**Aufgaben:**
(A) Gib aus dem Messebericht die Stelle wortgetreu aus, beginnend bei „Der kalifornische Zeichner, Maler“ und endend bei „Cologne präsentiert wurde.“.
(B) Fasse den Absatz des Messeberichts, der mit „Der kalifornische Zeichner“ beginnt, als kurze Liste zusammen und behalte dabei seine wichtigsten Fakten bei.

**Textauszug:**
============================================================
Art Cologne & Kölner Liste

Eine Nachlese

Von Denise Steger
19.4.2014

Art Cologne 

Vom 10. – 13. April fanden am rechten Kölner Rheinufer gleich zwei herausragende Kunstereignisse statt: Die altehrwürdige „Art Cologne“ und die ganz junge „Kölner Liste“, die von dem Kurator Peter Funken von Berlin erstmals an den Rhein geholt wurde. Vergleichen lassen sich diese beiden Messen allein der unterschiedlichen Größe wegen nicht, doch Künstler und Galeristen der Kölner Liste haben die Art Cologne durch ihre Innovationen und der freien ungezwungenen Atmosphäre ergänzt und bereichert, denn die Art Cologne, selbst in der oberen Etage, wirkte gediegen, zum Beispiel schienen sich Konkretes, Konstruktivistisches, 
Bauhausreminiszenzen und Farbfeldmalerei dort wie ein roter Faden durch die Messestände zu ziehen – also alles nicht ganz so neu, wie man es erwartet hätte. Dennoch viel Kunst, an der man sich nicht satt sehen konnte – hier eine ganz subjektive Auswahl im Remix beider Messen: 

Der kalifornische Zeichner, Maler und Mutimediakünstler Edgar Arcenceaux war mit zwei seiner Werke aus der Serie „Blind Pig City“ vertreten, die erstmals 2011 in der Pariser Galerie Praz-Delavallade ausgestellt, und jetzt von Susanne Vielmetter Los Angeles Projekts auf der Art Cologne präsentiert wurde.
============================================================
**Bereitgestellte Daten:**

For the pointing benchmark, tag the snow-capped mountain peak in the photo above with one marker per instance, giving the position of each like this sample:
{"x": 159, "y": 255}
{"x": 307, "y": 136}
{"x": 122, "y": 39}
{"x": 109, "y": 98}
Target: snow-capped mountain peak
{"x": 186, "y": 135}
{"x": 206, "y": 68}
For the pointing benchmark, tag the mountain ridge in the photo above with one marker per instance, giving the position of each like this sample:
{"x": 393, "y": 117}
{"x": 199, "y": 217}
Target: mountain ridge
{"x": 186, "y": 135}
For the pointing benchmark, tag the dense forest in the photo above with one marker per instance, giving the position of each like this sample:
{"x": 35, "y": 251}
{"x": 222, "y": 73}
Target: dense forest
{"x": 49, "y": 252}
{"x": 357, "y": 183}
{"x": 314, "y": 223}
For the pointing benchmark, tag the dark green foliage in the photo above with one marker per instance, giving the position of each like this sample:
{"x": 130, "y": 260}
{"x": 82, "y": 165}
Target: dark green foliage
============================================================
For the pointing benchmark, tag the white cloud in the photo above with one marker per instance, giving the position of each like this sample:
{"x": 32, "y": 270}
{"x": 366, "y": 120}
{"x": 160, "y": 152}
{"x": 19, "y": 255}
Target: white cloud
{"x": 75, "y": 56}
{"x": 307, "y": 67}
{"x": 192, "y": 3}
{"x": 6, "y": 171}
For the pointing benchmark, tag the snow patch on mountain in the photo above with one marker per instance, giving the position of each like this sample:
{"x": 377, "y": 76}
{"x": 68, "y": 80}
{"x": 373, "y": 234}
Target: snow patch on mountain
============================================================
**Lösungen:**
(A)
Der kalifornische Zeichner, Maler und Mutimediakünstler Edgar Arcenceaux war mit zwei seiner Werke aus der Serie „Blind Pig City“ vertreten, die erstmals 2011 in der Pariser Galerie Praz-Delavallade ausgestellt, und jetzt von Susanne Vielmetter Los Angeles Projekts auf der Art Cologne präsentiert wurde.

(B)
- Edgar Arcenceaux, kalifornischer Zeichner und Maler, war auf der Art Cologne mit zwei Werken vertreten.
- Die Werke stammen aus der Serie „Blind Pig City“.
- Die Serie wurde erstmals 2011 in der Pariser Galerie Praz-Delavallade ausgestellt.
- Auf der Art Cologne präsentierte sie Susanne Vielmetter Los Angeles Projekts.